#### Excerpted passage:
——

Unlike traditional fat-dissolving injections, which rely on steroids or stimulants and merely shrink fat cells, DCA destroys them. Park explained that most early formulations used systemic drugs like aminophylline or dexamethasone, repurposed off-label for fat reduction.

While effective at shrinking fat cells, they often came with side effects such as hormonal disturbances and required large doses.

“They weren’t designed for this purpose,” said Youn Choon-shik, director of Yemiwon Dermatologic Clinic, who recently published a study on DCA in the Journal of Cosmetic Dermatology. “What we’re using now is a localized, targeted agent. It kills the fat cell itself.”

The process, called adipocytolysis, works by rupturing the cell membrane. That distinction matters, Park said, because shrinking fat cells allows for rebound. Killing them prevents it.

“There are two concepts: lipolysis, which reduces fat volume temporarily, and adipocytolysis, which eliminates fat cells altogether,” Park said. “When you destroy the cell, the effect holds, even with modest lifestyle changes.”

That’s not the only advantage. While liposuction removes fat rapidly, it also strips away the layer that supports skin, sometimes causing sagging. DCA, by contrast, triggers mild collagen regeneration, tightening the skin as it thins.

——

#### Tasks:
• a. Name every drug or agent that the passage on DCA fat injections refers to by name.
• b. Continue the passage on DCA fat-dissolving injections from the point where it stops.

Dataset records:
——

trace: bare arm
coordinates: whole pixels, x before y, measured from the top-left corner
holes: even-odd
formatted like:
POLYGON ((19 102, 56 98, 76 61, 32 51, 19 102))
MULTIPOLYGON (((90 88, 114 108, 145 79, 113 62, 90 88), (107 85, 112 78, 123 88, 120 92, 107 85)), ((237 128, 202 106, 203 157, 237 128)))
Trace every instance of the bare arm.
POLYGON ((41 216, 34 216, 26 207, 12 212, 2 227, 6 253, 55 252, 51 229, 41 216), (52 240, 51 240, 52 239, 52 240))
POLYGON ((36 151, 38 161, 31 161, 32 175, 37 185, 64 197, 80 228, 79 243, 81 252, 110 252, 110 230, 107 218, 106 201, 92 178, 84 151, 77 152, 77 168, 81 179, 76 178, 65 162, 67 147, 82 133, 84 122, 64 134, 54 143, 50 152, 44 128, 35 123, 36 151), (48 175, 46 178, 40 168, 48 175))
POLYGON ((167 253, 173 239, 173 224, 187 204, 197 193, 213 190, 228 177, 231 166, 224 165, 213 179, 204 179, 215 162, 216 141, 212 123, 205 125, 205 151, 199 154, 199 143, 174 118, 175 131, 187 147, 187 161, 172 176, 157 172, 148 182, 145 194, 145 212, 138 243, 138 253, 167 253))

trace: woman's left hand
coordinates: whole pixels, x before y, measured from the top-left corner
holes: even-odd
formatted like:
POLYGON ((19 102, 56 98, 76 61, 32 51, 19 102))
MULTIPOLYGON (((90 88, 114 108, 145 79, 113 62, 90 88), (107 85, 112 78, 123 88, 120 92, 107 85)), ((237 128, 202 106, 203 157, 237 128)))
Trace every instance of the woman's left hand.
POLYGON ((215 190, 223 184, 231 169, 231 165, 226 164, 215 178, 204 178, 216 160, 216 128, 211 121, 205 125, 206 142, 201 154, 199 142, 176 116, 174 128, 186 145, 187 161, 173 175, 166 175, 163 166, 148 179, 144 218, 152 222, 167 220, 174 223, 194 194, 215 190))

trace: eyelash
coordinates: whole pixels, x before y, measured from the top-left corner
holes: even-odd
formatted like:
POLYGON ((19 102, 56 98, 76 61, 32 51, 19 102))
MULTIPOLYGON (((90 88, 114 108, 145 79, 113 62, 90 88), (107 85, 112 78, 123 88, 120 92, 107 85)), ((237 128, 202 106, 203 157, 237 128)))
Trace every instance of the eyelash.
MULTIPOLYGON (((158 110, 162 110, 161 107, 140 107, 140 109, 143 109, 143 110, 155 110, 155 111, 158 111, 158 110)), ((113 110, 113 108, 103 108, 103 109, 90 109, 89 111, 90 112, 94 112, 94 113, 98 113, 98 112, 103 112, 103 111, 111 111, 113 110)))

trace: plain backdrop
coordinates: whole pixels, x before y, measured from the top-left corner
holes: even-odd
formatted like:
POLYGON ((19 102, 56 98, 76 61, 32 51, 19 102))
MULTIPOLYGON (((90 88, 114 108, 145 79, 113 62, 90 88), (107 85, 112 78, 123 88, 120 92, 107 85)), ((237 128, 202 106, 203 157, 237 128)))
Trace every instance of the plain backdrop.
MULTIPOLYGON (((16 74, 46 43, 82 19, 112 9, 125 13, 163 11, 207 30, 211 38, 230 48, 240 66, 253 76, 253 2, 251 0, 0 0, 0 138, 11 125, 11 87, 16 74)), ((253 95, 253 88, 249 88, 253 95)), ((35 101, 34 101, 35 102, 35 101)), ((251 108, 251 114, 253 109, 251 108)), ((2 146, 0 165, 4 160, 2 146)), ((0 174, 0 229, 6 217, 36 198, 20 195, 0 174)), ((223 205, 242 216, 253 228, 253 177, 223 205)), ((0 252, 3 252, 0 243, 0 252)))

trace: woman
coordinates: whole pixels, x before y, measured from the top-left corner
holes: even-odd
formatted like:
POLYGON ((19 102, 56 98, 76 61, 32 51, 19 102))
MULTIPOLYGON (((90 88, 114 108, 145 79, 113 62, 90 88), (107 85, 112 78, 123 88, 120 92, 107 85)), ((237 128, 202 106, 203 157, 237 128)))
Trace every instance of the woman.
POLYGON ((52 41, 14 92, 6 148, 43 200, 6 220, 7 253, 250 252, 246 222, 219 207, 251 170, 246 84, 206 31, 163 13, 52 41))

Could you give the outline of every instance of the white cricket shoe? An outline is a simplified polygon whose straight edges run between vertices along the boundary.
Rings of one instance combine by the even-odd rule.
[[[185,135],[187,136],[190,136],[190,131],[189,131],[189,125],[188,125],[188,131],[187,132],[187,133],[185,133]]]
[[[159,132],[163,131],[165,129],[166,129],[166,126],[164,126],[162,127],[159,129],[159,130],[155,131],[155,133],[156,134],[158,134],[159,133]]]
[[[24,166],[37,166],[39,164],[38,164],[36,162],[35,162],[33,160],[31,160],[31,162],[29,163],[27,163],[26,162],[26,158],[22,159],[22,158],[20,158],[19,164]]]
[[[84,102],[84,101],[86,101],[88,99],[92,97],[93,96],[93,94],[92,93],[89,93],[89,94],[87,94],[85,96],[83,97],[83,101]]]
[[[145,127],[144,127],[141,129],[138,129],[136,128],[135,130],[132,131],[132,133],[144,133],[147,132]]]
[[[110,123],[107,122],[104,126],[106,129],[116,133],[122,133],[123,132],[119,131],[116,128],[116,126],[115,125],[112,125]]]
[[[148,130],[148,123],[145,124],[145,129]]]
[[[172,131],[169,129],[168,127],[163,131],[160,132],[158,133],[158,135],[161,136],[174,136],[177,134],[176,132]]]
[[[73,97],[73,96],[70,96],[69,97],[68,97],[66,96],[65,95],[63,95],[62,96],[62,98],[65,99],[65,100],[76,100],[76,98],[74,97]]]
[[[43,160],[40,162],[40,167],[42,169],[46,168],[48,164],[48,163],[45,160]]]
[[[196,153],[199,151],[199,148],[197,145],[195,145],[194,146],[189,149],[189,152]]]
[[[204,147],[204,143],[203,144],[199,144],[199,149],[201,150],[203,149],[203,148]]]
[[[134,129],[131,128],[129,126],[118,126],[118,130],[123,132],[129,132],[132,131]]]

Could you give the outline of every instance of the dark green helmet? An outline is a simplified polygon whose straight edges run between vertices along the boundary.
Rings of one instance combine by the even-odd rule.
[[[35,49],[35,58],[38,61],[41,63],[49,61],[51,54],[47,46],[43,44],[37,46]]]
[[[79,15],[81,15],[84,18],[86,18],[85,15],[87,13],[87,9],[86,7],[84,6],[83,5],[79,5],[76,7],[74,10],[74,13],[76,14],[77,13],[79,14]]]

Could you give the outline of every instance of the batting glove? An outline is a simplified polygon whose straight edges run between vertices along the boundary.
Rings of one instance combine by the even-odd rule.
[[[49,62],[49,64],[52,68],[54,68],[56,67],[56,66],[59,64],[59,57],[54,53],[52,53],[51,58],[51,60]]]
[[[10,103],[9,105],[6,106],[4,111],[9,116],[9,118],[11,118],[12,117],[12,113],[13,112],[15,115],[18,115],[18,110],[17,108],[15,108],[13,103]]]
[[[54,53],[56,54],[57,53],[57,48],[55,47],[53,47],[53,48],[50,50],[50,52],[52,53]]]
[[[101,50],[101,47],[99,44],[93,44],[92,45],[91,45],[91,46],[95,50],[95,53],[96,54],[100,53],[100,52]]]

——

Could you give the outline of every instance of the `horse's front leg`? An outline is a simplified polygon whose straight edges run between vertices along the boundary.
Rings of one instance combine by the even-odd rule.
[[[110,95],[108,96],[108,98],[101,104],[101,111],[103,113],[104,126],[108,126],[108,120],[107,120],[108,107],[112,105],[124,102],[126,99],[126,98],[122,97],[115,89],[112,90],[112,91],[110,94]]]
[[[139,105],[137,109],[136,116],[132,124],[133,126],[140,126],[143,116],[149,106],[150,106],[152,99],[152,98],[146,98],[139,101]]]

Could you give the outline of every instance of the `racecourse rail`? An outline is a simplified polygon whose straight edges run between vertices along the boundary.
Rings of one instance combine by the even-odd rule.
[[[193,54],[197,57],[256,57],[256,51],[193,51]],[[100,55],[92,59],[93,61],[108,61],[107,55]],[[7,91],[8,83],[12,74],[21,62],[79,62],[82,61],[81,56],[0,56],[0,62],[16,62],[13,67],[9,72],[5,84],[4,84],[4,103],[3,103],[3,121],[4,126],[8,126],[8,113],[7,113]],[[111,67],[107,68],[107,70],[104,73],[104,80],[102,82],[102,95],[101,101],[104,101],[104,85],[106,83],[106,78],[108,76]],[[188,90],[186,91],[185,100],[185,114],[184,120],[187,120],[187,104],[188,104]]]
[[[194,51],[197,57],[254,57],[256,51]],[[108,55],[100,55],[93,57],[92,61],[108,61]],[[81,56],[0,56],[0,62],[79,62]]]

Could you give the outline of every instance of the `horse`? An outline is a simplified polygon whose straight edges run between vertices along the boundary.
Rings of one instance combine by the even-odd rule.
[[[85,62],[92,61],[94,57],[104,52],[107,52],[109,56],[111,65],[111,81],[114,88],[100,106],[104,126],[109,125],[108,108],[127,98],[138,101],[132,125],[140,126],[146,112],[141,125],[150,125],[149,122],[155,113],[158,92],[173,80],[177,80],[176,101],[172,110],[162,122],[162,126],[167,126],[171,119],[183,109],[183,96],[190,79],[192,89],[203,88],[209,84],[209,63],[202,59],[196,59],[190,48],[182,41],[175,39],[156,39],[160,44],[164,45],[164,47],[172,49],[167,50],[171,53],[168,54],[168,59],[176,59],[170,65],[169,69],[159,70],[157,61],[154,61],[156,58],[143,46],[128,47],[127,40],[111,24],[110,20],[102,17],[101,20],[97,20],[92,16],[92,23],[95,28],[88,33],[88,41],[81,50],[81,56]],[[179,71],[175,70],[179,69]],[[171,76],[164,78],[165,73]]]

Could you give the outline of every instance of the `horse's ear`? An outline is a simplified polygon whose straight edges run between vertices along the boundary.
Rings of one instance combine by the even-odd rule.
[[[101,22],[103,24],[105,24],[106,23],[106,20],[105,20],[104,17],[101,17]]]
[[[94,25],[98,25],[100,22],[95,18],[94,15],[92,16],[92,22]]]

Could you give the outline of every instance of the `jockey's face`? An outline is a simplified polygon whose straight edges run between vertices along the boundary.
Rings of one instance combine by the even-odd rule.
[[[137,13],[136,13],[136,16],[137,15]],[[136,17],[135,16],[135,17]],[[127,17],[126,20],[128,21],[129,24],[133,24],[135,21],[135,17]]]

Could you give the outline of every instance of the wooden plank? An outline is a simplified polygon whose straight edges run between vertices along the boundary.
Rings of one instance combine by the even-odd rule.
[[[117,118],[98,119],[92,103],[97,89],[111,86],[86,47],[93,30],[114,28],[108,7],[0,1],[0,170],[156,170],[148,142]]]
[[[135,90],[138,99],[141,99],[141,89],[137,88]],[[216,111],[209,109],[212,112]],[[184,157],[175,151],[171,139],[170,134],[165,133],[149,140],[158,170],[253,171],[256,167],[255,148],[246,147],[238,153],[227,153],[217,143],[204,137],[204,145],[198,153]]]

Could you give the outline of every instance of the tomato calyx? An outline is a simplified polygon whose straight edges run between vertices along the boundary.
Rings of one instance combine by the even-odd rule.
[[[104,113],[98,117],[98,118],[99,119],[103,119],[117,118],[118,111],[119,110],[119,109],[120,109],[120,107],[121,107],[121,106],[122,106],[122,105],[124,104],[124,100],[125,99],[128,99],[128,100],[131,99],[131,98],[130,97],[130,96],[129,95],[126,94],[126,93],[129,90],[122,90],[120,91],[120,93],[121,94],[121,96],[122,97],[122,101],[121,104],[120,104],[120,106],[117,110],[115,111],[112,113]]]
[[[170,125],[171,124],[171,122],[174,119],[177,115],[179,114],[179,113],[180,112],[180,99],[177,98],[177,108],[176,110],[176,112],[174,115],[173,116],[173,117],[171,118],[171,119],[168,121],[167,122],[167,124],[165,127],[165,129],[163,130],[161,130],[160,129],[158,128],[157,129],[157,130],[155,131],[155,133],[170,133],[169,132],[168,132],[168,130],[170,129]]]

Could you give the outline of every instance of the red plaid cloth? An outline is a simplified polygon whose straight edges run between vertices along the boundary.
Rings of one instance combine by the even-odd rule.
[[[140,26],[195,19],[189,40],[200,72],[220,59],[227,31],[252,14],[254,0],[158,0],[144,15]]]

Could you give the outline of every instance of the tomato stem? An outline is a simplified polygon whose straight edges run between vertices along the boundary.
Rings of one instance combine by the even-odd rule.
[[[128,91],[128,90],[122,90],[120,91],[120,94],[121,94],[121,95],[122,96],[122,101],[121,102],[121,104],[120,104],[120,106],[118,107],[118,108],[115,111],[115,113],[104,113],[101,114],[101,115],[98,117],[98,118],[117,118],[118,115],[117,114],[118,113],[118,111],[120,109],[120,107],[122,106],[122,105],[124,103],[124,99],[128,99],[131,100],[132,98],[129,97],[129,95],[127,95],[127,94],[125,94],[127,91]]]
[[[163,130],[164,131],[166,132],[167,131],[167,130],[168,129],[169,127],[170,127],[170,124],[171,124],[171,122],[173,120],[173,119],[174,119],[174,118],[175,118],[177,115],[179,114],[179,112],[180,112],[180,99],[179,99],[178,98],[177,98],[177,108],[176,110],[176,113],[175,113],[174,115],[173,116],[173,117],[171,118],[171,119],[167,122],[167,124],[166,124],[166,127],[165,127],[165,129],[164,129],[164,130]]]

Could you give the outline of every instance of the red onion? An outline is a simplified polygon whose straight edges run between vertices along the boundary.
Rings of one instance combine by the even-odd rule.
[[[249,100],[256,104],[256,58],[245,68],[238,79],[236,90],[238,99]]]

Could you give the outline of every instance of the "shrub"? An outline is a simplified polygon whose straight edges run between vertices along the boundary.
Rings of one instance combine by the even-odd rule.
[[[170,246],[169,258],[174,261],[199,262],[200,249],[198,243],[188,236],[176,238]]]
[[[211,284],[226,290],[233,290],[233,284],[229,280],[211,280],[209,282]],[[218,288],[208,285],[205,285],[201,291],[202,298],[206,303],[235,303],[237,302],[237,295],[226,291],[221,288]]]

——

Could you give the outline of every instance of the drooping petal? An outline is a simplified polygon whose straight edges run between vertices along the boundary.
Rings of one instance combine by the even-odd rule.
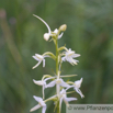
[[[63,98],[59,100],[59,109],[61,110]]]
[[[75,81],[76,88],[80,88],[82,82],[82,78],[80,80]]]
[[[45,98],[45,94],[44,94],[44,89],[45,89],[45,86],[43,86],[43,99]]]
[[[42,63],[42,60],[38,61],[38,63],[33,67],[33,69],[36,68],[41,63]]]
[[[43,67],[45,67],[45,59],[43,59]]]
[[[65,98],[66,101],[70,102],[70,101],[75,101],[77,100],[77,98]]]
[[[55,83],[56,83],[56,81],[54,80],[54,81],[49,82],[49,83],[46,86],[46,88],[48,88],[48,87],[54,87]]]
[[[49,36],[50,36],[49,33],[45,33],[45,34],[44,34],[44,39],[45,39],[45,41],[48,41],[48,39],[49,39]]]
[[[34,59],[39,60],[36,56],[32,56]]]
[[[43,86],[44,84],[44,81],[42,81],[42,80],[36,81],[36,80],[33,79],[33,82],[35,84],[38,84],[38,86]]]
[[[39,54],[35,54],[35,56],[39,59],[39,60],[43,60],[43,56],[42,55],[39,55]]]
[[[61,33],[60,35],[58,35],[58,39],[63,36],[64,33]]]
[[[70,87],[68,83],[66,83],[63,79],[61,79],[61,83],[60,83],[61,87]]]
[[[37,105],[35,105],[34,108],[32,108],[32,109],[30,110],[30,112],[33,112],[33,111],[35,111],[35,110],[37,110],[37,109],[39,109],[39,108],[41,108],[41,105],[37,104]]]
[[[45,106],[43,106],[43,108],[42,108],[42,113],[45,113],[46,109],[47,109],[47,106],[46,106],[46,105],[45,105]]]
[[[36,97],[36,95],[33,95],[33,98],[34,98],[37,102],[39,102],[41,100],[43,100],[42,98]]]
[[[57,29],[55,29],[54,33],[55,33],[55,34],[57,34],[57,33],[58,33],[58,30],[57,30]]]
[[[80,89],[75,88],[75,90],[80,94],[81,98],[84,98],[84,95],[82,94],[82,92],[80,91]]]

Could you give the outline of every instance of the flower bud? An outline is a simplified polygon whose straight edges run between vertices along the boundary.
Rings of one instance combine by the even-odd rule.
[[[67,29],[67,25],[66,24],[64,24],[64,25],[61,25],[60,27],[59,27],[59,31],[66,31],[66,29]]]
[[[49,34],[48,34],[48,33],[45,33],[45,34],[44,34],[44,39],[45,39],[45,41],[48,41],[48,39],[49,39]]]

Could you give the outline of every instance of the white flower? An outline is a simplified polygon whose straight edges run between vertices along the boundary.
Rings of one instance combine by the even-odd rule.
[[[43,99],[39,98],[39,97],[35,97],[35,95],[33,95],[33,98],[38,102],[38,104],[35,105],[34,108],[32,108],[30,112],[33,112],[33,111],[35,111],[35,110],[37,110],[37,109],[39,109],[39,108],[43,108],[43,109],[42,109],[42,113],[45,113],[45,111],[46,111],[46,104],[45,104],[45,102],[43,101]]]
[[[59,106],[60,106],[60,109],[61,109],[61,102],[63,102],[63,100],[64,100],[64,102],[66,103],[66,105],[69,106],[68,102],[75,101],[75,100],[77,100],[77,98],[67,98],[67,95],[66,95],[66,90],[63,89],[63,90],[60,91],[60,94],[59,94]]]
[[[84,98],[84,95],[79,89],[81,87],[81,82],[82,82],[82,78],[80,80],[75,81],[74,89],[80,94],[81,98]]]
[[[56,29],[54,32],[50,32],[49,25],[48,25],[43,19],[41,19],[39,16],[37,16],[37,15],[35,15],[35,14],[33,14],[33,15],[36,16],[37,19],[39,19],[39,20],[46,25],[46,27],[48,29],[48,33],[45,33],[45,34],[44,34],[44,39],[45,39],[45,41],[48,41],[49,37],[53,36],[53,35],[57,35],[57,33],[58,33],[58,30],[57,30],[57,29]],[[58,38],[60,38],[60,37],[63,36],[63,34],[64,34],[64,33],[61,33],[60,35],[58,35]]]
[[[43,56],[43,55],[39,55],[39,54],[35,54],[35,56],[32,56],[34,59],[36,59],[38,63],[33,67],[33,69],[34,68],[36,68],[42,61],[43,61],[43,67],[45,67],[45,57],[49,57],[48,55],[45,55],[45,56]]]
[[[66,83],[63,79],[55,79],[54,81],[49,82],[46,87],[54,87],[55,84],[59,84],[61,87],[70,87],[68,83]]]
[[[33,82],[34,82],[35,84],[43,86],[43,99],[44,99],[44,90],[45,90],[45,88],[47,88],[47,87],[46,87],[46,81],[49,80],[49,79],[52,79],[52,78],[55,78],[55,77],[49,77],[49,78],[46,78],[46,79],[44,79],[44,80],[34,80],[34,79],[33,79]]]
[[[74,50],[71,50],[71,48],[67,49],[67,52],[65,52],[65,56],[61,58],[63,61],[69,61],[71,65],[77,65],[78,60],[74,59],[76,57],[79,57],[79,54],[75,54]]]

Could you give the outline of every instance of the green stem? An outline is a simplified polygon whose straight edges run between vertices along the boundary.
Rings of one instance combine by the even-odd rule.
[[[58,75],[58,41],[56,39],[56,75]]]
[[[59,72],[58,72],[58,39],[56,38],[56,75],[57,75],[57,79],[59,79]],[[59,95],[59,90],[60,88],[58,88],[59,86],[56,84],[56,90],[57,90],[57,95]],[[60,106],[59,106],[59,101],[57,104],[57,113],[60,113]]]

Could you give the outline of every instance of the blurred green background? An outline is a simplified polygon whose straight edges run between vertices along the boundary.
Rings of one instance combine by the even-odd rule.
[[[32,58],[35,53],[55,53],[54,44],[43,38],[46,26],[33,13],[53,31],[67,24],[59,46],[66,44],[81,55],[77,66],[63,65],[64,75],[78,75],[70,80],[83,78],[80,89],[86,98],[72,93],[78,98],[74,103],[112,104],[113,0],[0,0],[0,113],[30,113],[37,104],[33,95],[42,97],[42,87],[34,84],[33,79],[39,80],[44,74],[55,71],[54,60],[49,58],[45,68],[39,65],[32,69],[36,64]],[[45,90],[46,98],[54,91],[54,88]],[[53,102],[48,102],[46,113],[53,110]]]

——

#### Expected outputs:
• a. DCA, aminophylline, dexamethasone

• b.
Park noted that the treatment may be especially effective in East Asian patients, who tend to have thicker dermal and subcutaneous layers. That structural difference, he said, makes Korea and the broader Asian market especially well-suited to DCA-based therapies.

Still, not all fat is created equal. Park described the physiology that determines why some fat disappears quickly and some clings on, no matter the effort.

“The fat people want to keep -- under the eyes, in the breasts -- tends to melt first. Meanwhile, areas like the jowls or double chin are the last to go,” he said. “That’s because those areas are rich in alpha-2 adrenergic receptors, which block fat breakdown. The places people want to slim most are biologically designed to hold on.”

This, he said, is where GLP-1 drugs fall short. While effective for overall weight loss, they are indiscriminate. DCA, he argued, offers a more surgical approach, without the scalpel.

“What if a patient is already thin, or doesn’t want to lose weight everywhere?” Park said. “That’s where this fits.”

Youn Choon-shik, director of Yemiwon Dermatologic Clinic, presents clinical data on upper arm fat reduction at Daewoong Pharmaceutical’s press event. (Courtesy of Daewoong Pharmaceutical)
Youn Choon-shik, director of Yemiwon Dermatologic Clinic, presents clinical data on upper arm fat reduction at Daewoong Pharmaceutical’s press event. (Courtesy of Daewoong Pharmaceutical)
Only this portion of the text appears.